[Opening Available data section]
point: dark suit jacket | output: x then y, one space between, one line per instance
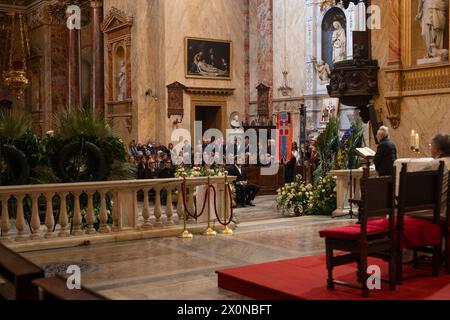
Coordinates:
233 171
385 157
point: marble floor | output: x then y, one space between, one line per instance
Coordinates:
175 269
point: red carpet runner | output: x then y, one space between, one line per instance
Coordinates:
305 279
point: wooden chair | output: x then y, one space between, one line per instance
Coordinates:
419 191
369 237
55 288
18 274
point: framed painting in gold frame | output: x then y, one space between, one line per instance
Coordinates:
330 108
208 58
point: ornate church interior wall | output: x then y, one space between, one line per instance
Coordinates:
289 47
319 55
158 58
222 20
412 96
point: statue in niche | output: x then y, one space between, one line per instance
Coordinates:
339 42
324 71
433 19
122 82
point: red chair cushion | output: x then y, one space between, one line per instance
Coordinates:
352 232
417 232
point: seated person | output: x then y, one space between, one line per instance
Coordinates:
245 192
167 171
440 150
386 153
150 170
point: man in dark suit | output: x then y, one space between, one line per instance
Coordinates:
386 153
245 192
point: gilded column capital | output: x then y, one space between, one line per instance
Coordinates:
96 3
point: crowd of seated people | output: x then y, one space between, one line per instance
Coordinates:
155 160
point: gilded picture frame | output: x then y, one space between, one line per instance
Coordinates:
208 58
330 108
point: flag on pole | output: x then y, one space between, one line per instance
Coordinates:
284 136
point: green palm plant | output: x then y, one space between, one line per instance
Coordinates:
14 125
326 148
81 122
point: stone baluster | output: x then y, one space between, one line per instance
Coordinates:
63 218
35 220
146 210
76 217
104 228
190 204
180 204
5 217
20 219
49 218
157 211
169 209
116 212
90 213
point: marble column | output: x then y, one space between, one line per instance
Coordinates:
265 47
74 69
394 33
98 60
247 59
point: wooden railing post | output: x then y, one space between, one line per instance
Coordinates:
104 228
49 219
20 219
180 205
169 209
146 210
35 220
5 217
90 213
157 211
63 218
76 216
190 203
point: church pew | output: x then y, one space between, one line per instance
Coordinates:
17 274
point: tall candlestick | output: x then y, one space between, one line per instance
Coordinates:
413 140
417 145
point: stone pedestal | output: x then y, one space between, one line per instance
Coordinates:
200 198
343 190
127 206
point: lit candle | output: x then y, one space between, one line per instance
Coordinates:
[Closing Available data section]
*What to produce*: Only an exact copy is needed: the lines from the opening of the listing through the line with "point: seated person", both included, minus the pictures.

*Problem solution*:
point: dark suit jacket | output: x then y, one space between, one line per instance
Coordinates:
233 171
385 157
point: marble floor | output: x then y, one space between, one line per instance
Coordinates:
175 269
point: red carpet runner | output: x then y, one space between, one line per instance
Coordinates:
305 279
point: wooden chair | output: x then y, one space between, one line per instance
Coordinates:
419 191
369 237
55 288
18 274
point: framed painting in gold frame | output: x then y, one space between, one line per instance
Coordinates:
330 108
208 58
point: ornate church interior wall | output: x then y, one space between, one line per instance
Coordinates:
289 47
319 55
158 58
222 20
412 96
point: statue in niche | output: x then y, one space between, one line per instance
Coordinates:
339 42
324 71
433 19
122 82
point: red chair cushion | output: x then y, one space between, one line per instance
Coordinates:
352 232
417 232
point: seated person | output: x then y, one space between, one line per instance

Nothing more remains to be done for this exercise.